In the case of eTailers, an intermediary would be able to avail of the safe harbour contemplated in Section 79 of the Information Technology Act if it only provided access ‘to a communication system over which information made available by third parties is transmitted or temporarily stored or hosted’ and did not, sacrificing some nuance, initiate, curate or edit the transmission. What this presumably means is that although an intermediary may not be obliged to take down a listing of a product (which is infringing or counterfeit) without a court order or notification from the government or its agency (per the reading down of Section 79(3)(b) of the Information Technology Act), should an intermediary recommend to a user a product in respect of which a mere complaint by a rights owner had been made, it could conceivably fall foul of Section 79(2) of the Information Technology Act read with Section 79(3)(a) which prohibits intermediaries from conspiring, aiding, abetting or inducing the commission of an unlawful act, and lose benefit of the safe harbour. So, although an intermediary may not be required to take down a product listing upon the receipt of a rights owner complaint in relation to it, it may be prudent for it not to recommend that specific listing to its users whether through a panel displaying ‘Recommended Products’ at the bottom of pages displaying other product listings, via curated eMails or otherwise.

EXERCISE DIRECTIONS:
Extend the passage above on eTailers and the Section 79 safe harbour of the Information Technology Act, starting directly after its last sentence.

MATERIAL:
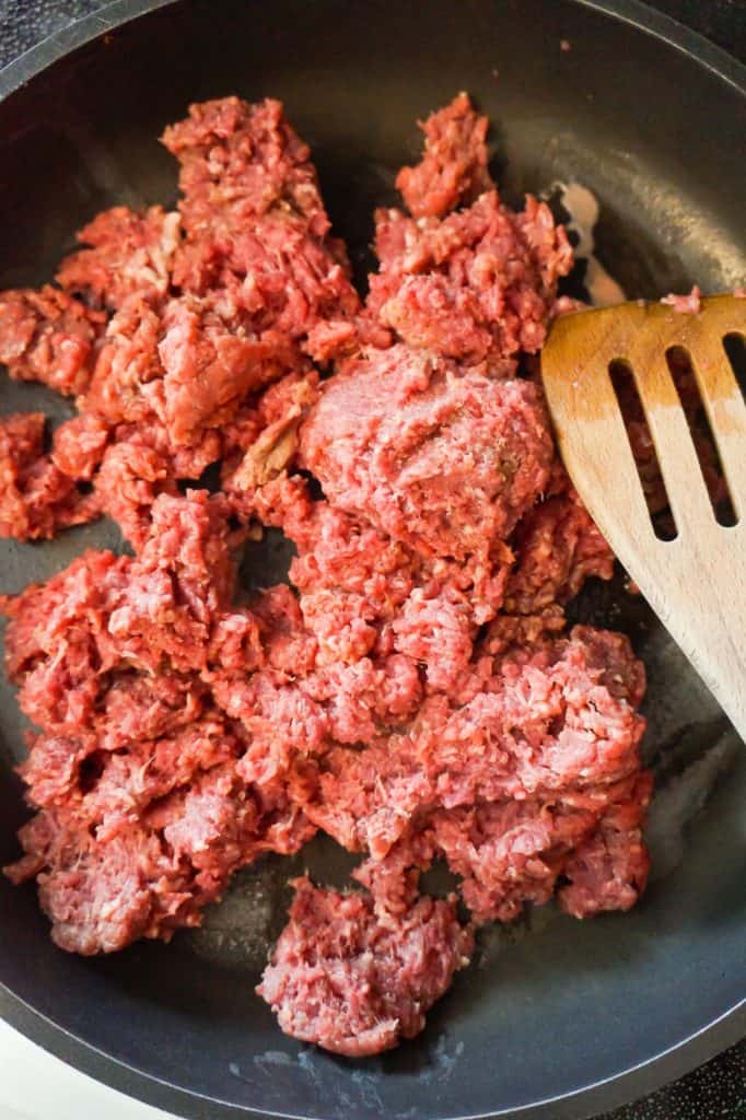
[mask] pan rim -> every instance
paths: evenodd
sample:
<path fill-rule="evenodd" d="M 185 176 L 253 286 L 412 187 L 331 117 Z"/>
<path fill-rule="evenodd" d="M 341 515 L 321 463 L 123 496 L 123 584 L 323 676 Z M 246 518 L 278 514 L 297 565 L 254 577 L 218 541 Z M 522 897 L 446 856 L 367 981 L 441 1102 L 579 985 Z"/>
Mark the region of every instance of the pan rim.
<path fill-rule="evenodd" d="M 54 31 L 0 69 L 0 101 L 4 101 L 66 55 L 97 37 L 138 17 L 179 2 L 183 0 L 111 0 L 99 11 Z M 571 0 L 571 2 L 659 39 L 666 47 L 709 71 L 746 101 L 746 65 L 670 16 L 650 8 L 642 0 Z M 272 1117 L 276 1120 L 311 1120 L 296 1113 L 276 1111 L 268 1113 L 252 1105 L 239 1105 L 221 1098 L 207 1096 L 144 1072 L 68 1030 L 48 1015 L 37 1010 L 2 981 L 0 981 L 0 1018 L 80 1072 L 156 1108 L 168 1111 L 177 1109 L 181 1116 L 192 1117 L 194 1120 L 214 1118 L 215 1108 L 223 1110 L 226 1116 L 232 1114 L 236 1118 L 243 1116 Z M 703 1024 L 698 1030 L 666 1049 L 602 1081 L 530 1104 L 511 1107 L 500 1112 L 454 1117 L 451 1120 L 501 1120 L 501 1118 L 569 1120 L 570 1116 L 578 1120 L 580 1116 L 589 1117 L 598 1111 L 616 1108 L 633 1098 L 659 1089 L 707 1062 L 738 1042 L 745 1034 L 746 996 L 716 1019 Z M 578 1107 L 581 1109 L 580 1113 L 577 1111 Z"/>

* * *

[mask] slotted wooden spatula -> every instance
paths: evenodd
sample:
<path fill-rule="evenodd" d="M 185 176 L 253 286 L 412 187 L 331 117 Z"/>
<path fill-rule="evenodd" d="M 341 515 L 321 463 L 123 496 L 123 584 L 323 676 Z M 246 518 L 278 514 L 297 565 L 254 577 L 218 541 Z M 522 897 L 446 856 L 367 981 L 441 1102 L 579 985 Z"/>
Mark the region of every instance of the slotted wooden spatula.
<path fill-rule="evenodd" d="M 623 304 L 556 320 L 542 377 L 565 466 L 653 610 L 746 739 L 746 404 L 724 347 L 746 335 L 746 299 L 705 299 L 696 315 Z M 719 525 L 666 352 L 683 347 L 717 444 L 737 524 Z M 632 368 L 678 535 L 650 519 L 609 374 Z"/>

SOLVED EXERCISE:
The judgment of the Supreme Court is definitely strongly in support of free speech. However, it appears to have a very specific kind of free speech in mind: discussion by individuals. The thrust of the judgment is not to enhance the free speech right, if indeed it can be called that, of corporate intermediaries to conduct trade. And although it cannot be faulted on that ground, intermediaries would do well to realise that the ultimate intended beneficiaries of the judgment appear to be individuals exercising their right to free speech and engaging in a culture of discussion, and not so much intermediaries in and of themselves.



The legal provisions relating to intermediary liability in/under the Information Technology Act are:
Information Technology Act, Section 79. Exemption from liability of intermediary in certain cases:
(1) Notwithstanding anything contained in any law for the time being in force but subject to the provisions of sub-sections (2) and (3), an intermediary shall not be liable for any third party information, data, or communication link made available or hosted by him.
(2) The provisions of sub-section (1) shall apply if—
    (a) the function of the intermediary is limited to providing access to a communication system over which information made available by third parties is transmitted or temporarily stored or hosted; or
    (b) the intermediary does not—
      (i) initiate the transmission,
      (ii) select the receiver of the transmission, and
      (iii) select or modify the information contained in the transmission;
    (c) the intermediary observes due diligence while discharging his duties under this Act and also observes such other guidelines as the Central Government may prescribe in this behalf.
(3) The provisions of sub-section (1) shall not apply if—
    (a) the intermediary has conspired or abetted or aided or induced, whether by threats or promise or otherwise in the commission of the unlawful act;
    (b) upon receiving actual knowledge, or on being notified by the appropriate Government or its agency that any information, data or communication link residing in or connected to a computer resource controlled by the intermediary is being used to commit the unlawful act, the intermediary fails to expeditiously remove or disable access to that material on that resource without vitiating the evidence in any manner.
Explanation.—For the purposes of this section, the expression “third party information” means any information dealt with by an intermediary in his capacity as an intermediary.]

2011 Intermediary Guidelines, Rule 3: Due diligence to be observed by intermediary.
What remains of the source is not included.